-------- MATERIAL PROVIDED --------

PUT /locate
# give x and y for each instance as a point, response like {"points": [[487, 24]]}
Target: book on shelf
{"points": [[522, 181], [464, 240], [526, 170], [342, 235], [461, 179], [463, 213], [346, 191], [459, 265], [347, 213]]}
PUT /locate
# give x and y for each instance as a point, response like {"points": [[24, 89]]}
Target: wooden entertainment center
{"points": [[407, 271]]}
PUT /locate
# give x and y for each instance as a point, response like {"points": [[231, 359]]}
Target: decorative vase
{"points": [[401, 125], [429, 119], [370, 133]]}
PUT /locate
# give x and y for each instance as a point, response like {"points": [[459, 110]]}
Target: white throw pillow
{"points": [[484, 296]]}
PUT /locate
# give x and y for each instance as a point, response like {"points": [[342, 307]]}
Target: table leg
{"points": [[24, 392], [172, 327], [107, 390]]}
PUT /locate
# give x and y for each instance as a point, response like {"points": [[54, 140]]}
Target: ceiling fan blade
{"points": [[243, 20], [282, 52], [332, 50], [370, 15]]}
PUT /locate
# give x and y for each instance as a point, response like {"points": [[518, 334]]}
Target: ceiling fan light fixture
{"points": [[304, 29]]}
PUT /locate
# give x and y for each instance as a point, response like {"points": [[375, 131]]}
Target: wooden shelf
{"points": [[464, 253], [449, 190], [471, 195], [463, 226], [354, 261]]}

--------

• EXERCISE PROMPT:
Retype the material in full, character for character.

• TASK RESULT:
PUT /locate
# give x and y for each instance as a point, response like {"points": [[487, 24]]}
Target: book on shelf
{"points": [[522, 181], [464, 240], [526, 170], [342, 235], [461, 179], [463, 213], [346, 191], [459, 265], [347, 213]]}
PUT /locate
# give x and y for each instance as a point, response like {"points": [[24, 89]]}
Target: wooden entertainment center
{"points": [[407, 271]]}
PUT /locate
# give x and y for each instance as a point, response like {"points": [[231, 359]]}
Target: decorative vase
{"points": [[401, 125], [429, 119], [370, 133]]}
PUT /locate
# give x and y for each instance as a point, response like {"points": [[459, 110]]}
Target: white throw pillow
{"points": [[484, 296]]}
PUT /locate
# give x and y for each instance as a point, response like {"points": [[342, 307]]}
Target: table leg
{"points": [[24, 392], [172, 327], [107, 390]]}
PUT /locate
# give x and y for each instance as a point, response like {"points": [[54, 140]]}
Target: ceiling fan blade
{"points": [[243, 20], [282, 52], [332, 50], [370, 15]]}
PUT /locate
# give x and y for each instance as a point, response like {"points": [[518, 334]]}
Target: ceiling fan light fixture
{"points": [[304, 29]]}
PUT /locate
# give x and y for each instance as a point, response like {"points": [[375, 131]]}
Target: wooden shelf
{"points": [[464, 253], [449, 190], [471, 195], [463, 226], [354, 261]]}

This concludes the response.